# Requirement:
Count the lines in the stored data below that contain the word "distant" and give only that number.

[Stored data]
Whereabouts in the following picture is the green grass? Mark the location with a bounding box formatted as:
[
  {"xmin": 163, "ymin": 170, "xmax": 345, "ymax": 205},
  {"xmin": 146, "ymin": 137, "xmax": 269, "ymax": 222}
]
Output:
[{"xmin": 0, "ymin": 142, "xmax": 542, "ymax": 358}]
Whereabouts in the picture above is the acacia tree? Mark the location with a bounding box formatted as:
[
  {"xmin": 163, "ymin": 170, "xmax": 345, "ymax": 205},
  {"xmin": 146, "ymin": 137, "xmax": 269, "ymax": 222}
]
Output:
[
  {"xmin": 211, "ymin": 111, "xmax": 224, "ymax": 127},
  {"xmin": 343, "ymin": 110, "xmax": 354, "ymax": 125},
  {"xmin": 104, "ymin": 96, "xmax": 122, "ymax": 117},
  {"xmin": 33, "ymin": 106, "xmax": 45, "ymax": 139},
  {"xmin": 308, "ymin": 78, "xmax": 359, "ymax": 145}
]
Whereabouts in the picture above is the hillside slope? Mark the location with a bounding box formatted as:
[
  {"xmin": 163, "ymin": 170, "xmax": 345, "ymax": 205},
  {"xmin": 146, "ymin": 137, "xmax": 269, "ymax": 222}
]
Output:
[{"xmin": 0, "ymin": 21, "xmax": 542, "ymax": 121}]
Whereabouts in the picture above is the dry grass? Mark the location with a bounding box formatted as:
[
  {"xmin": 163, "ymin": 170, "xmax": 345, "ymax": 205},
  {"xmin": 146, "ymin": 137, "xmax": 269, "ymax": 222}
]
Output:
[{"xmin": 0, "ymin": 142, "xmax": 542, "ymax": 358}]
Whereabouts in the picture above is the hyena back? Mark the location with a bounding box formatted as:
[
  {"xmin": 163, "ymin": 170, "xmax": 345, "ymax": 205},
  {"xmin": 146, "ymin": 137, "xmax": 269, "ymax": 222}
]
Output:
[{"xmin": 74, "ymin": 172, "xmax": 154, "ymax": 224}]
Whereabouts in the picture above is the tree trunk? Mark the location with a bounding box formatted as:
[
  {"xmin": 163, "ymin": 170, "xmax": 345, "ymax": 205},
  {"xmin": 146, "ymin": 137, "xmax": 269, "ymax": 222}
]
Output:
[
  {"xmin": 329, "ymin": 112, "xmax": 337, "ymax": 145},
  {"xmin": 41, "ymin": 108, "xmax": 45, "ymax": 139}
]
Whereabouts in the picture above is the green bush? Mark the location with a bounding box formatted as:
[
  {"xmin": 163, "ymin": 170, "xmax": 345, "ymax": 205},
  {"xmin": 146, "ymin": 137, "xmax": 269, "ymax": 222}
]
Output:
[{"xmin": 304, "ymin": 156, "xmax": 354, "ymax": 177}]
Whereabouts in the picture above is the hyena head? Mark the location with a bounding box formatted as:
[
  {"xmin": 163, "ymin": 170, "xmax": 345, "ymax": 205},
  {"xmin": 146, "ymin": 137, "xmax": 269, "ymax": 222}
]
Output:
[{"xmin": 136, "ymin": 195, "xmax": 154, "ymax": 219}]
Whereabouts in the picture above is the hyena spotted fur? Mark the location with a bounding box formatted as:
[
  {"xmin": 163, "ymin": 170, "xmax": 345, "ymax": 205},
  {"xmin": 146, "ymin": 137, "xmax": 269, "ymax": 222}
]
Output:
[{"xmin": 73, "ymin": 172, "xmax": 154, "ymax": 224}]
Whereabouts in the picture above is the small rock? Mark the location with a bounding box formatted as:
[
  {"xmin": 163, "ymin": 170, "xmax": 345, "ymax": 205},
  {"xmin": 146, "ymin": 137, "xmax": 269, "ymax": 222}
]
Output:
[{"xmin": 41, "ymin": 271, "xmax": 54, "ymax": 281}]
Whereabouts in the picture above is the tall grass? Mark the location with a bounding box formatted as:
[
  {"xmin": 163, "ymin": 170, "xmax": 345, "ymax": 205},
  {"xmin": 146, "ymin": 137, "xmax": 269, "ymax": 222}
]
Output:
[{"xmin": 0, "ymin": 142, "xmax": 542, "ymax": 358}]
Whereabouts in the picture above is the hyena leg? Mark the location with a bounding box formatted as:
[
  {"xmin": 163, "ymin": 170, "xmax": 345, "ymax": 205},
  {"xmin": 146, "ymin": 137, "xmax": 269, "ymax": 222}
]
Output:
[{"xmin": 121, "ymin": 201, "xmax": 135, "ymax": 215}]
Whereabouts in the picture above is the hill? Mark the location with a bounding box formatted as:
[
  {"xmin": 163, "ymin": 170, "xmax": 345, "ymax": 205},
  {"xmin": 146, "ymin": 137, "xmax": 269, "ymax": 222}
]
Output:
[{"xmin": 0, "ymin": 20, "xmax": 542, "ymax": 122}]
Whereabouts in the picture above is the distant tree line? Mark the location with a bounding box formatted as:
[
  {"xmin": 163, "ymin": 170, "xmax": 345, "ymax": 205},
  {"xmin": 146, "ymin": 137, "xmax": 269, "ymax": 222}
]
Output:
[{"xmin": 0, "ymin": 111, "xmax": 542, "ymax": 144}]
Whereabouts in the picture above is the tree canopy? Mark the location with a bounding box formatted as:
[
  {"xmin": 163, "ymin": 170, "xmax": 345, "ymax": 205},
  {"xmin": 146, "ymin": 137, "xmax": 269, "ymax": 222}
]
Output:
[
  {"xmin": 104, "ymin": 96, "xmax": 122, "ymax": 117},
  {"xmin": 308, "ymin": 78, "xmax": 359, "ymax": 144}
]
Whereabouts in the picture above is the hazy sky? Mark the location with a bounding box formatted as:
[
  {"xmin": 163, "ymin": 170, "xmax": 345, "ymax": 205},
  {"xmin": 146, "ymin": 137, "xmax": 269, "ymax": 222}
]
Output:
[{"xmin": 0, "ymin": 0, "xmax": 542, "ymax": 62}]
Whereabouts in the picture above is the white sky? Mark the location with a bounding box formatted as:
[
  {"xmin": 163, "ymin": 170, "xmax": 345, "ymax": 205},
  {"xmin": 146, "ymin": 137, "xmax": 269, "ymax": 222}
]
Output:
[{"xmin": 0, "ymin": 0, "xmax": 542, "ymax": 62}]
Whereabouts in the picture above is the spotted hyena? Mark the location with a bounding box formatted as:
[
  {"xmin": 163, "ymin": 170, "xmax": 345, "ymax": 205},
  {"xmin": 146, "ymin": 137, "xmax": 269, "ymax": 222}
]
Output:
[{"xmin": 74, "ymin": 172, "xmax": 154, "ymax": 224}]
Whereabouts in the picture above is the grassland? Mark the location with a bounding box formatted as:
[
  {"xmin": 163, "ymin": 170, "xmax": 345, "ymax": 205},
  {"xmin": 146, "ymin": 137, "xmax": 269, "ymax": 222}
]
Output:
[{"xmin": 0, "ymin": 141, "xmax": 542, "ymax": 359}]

--

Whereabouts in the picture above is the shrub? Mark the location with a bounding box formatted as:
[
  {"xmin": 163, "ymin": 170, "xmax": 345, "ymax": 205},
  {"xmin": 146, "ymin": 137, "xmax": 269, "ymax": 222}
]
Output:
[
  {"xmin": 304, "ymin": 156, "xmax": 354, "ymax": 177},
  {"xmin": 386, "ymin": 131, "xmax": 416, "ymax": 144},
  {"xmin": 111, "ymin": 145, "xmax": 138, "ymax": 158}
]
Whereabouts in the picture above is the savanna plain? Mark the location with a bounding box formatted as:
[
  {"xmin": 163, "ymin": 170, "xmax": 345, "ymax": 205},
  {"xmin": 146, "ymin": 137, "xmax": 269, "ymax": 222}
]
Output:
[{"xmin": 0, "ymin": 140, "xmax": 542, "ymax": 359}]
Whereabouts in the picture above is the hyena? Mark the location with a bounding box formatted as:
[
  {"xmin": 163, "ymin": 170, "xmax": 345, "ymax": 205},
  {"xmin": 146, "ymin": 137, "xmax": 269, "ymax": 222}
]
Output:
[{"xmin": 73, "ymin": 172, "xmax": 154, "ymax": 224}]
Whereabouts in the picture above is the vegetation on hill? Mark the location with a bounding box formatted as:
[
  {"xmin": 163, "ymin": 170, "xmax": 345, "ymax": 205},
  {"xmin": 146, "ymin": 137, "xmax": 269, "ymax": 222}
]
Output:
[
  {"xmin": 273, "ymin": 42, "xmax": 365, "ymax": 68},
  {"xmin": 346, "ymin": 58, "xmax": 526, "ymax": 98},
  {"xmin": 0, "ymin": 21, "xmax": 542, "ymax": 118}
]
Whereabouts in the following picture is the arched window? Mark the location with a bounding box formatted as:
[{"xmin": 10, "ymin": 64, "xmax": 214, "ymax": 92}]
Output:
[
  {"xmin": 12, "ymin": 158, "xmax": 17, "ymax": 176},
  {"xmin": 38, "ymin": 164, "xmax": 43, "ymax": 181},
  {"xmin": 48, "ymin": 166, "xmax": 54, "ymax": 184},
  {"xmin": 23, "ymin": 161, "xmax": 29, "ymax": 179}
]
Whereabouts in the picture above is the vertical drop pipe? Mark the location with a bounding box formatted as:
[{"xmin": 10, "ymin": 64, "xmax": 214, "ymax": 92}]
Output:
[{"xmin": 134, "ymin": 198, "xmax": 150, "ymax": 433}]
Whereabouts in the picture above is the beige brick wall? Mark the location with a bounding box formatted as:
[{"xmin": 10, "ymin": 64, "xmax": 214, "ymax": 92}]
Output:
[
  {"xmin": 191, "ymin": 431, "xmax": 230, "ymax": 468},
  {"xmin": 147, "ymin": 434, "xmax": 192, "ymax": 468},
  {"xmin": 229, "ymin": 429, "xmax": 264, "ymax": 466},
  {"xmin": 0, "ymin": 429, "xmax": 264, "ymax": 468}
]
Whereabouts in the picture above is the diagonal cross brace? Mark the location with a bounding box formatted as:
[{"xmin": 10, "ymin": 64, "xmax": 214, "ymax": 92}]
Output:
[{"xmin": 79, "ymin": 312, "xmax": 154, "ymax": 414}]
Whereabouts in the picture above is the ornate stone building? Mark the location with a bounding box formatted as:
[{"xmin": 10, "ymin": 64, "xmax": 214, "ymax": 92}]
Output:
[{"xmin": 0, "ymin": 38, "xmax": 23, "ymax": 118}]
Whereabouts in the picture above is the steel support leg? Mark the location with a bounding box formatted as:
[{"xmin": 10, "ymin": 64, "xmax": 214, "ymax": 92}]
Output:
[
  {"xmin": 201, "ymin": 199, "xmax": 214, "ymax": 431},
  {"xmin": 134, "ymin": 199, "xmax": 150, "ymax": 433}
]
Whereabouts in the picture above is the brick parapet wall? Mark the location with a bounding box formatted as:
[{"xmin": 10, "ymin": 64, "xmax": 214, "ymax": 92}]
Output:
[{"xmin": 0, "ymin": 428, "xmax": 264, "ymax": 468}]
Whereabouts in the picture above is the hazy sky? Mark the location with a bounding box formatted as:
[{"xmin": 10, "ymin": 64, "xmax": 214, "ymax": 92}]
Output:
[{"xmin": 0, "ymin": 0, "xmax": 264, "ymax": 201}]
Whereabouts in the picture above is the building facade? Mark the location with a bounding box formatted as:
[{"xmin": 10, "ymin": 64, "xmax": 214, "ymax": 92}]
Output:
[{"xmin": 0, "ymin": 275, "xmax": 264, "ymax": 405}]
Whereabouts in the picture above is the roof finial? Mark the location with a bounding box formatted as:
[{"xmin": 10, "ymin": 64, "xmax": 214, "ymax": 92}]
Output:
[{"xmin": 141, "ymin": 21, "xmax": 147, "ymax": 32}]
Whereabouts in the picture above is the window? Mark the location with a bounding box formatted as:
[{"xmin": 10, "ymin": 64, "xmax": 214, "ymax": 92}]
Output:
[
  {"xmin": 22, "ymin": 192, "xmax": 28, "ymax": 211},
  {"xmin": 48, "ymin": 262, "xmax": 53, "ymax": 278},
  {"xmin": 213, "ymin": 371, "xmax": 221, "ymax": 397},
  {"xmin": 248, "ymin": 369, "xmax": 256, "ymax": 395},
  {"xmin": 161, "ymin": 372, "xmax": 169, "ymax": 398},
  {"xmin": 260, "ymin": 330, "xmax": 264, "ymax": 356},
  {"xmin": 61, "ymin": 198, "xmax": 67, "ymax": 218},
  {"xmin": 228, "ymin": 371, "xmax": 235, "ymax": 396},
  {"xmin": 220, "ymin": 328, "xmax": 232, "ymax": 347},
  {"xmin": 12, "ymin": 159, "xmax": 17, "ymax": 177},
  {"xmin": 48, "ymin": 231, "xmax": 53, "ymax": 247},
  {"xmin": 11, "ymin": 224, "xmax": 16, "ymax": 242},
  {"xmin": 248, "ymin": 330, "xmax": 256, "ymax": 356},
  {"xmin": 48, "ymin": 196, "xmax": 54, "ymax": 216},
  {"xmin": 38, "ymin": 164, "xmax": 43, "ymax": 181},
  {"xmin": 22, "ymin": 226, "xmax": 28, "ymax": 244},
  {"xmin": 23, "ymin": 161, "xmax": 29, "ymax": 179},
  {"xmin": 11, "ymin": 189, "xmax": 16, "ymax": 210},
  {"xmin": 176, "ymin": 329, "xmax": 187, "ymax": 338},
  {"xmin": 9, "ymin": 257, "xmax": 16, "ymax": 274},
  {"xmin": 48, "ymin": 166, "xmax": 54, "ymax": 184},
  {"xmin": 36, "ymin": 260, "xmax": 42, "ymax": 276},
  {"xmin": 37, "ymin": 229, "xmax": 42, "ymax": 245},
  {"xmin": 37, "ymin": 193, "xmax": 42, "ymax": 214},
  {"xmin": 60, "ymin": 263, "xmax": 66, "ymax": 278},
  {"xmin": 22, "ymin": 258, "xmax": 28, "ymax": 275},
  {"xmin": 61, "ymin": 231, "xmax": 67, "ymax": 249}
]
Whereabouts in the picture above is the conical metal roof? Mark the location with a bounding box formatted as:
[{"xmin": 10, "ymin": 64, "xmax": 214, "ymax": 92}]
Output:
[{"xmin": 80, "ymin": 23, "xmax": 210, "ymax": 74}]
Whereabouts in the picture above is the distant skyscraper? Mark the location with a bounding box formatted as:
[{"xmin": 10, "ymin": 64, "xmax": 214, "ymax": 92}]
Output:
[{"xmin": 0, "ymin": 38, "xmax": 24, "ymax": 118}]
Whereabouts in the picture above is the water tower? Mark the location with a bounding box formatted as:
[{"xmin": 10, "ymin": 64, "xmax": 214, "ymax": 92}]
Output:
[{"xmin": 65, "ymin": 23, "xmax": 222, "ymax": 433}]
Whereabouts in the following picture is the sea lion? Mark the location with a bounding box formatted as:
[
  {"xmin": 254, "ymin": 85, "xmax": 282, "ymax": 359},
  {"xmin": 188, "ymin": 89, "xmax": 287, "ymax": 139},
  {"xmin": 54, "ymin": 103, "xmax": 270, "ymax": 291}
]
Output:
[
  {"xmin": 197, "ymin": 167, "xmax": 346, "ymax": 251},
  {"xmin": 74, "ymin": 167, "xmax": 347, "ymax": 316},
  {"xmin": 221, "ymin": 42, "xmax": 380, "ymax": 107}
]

* * *

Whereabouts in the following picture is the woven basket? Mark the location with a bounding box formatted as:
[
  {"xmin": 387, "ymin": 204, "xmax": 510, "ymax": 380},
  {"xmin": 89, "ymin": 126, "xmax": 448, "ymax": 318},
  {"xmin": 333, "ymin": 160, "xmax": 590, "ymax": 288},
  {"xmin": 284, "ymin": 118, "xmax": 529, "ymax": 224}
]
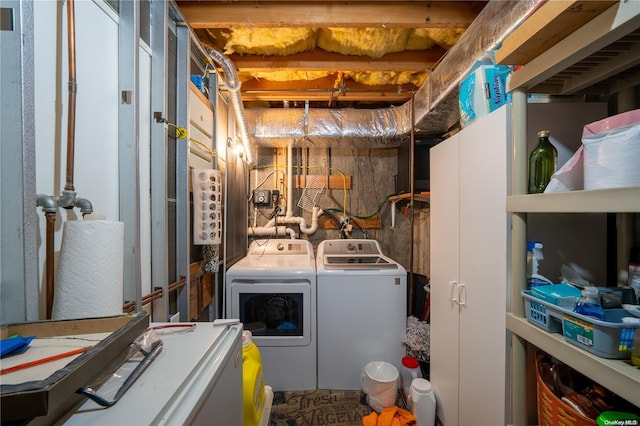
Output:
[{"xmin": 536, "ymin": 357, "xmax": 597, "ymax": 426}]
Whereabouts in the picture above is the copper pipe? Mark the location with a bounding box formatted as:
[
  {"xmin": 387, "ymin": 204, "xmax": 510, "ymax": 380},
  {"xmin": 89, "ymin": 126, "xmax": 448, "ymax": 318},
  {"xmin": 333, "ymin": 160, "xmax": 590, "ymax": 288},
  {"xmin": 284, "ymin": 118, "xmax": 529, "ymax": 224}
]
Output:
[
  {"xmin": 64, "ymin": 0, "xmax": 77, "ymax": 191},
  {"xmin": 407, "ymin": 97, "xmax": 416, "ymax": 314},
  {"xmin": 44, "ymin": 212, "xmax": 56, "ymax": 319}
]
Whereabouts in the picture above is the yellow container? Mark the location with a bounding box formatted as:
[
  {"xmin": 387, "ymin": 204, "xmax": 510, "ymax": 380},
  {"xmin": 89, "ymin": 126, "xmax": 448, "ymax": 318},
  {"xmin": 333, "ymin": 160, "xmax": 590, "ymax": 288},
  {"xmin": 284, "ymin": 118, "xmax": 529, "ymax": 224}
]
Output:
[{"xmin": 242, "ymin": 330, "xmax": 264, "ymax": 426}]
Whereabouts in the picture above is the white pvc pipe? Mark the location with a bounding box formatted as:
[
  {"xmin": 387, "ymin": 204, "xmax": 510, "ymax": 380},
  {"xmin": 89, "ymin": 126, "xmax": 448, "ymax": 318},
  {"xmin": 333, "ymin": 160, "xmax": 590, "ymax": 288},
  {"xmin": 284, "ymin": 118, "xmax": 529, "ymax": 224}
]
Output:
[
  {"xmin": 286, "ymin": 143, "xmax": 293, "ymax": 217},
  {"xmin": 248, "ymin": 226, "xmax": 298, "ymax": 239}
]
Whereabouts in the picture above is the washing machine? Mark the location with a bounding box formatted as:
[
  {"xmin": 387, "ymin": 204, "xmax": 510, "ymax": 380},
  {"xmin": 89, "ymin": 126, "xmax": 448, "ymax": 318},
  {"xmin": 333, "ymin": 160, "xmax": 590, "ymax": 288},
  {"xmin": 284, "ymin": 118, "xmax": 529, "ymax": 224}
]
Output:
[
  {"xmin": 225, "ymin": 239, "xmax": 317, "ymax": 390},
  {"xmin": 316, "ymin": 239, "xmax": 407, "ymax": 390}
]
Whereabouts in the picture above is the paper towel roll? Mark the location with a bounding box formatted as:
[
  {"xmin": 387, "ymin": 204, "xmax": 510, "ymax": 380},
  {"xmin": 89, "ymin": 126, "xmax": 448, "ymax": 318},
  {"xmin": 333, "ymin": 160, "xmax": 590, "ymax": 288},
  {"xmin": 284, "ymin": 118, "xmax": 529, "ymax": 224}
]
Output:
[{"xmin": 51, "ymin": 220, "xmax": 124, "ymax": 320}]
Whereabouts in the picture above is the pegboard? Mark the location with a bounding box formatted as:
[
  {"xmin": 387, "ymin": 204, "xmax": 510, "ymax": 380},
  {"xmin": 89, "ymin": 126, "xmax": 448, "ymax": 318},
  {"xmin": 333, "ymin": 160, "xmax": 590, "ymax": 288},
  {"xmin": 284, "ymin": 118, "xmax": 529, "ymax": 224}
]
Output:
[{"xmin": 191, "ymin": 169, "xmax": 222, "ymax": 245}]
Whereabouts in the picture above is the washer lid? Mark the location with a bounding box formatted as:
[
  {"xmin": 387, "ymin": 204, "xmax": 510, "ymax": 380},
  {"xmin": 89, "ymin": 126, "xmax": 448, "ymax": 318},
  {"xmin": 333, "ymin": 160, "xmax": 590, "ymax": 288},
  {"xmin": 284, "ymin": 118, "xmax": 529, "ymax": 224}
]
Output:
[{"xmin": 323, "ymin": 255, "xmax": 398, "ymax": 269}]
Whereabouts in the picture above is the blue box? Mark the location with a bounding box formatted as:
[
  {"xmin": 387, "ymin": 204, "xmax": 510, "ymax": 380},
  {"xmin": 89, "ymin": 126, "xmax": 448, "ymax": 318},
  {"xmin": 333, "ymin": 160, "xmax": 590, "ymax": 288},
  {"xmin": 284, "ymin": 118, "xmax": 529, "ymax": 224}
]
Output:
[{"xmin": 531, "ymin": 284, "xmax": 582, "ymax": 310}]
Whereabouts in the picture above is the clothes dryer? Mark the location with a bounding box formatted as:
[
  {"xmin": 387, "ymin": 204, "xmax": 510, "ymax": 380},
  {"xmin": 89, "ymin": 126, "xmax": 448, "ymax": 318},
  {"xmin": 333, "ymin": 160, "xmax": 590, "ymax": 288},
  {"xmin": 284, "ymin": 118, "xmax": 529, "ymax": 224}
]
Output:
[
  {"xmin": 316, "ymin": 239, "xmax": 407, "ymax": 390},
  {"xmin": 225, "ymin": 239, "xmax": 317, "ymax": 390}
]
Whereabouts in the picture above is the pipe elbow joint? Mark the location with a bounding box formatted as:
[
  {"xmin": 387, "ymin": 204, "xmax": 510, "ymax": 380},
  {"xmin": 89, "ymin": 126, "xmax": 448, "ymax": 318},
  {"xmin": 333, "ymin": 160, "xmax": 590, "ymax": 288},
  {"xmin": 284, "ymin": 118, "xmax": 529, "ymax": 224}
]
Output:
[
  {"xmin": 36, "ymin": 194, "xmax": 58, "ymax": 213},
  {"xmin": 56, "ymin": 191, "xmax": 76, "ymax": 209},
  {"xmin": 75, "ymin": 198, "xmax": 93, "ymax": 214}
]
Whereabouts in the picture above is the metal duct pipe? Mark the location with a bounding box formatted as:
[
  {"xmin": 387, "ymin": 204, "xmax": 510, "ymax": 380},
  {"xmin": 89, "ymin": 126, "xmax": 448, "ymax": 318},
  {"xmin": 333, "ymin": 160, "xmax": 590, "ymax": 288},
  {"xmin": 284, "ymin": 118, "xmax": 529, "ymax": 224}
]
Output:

# Task answer:
2